Source records
· · · · · · ·
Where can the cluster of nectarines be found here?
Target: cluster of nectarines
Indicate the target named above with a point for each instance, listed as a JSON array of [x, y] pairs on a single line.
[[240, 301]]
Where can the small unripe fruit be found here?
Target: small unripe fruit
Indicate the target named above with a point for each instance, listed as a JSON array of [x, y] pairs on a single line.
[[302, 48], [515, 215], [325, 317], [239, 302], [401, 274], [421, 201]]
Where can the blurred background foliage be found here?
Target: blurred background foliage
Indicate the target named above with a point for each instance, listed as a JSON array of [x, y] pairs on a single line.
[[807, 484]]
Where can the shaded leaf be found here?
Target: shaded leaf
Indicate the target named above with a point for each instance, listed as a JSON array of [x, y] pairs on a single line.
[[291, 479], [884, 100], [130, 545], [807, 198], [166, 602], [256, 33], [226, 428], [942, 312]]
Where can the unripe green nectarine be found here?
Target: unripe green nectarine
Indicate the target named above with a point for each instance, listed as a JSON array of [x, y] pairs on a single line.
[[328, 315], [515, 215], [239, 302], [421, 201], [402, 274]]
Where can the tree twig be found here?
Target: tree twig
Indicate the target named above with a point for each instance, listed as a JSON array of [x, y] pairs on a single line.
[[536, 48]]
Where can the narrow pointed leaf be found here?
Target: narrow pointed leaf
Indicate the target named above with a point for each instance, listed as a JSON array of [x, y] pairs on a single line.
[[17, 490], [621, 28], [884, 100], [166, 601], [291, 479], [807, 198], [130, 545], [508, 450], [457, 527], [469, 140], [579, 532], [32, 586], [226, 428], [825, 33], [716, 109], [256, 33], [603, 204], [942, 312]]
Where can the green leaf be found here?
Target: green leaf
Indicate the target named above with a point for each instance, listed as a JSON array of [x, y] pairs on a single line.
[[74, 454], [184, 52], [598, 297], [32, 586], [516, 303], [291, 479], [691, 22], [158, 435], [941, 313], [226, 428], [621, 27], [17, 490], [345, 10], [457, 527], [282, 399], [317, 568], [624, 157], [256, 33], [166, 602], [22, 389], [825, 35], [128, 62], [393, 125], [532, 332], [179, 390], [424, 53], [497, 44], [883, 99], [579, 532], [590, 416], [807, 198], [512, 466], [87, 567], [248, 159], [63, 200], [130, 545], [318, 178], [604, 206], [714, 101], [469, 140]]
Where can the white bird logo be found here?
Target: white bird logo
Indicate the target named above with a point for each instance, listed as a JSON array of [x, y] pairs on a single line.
· · · · · · ·
→ **Work instructions**: Copy exactly the lines from the top of the entries through the line with "Target: unripe green nectarine" in it, please, keeping both ends and adding nothing.

→ **Exercise output**:
Where can the cluster of nectarines be found here?
Target: cluster of nectarines
Indicate the target named above with a point for each instance, listed as a JSON array of [x, y] pairs on a single line.
[[240, 301]]
Where can the small unripe fruit be found here?
Target: small unripe fruit
Indicate the target named above with a point for each instance, listed as a JSON array of [x, y] pairs on a single line.
[[302, 48], [515, 215], [325, 317], [239, 302], [401, 274], [421, 201]]
Where can the blurred background foliage be found here?
Target: blurred background foliage
Indicate the target named above with a point for each instance, listed as a JSON array of [x, y] pairs on a single line.
[[807, 484]]
Where can the shaded leaf be found here?
Target: shaded leaf
Indicate the target named above with a point for each instance, listed as a JSON array of [x, y] pairs on a single line.
[[291, 479], [884, 100], [130, 545], [807, 198], [166, 602], [256, 33], [226, 428], [942, 312]]
Where can the unripe green nectarine be found here?
Target: unripe green nectarine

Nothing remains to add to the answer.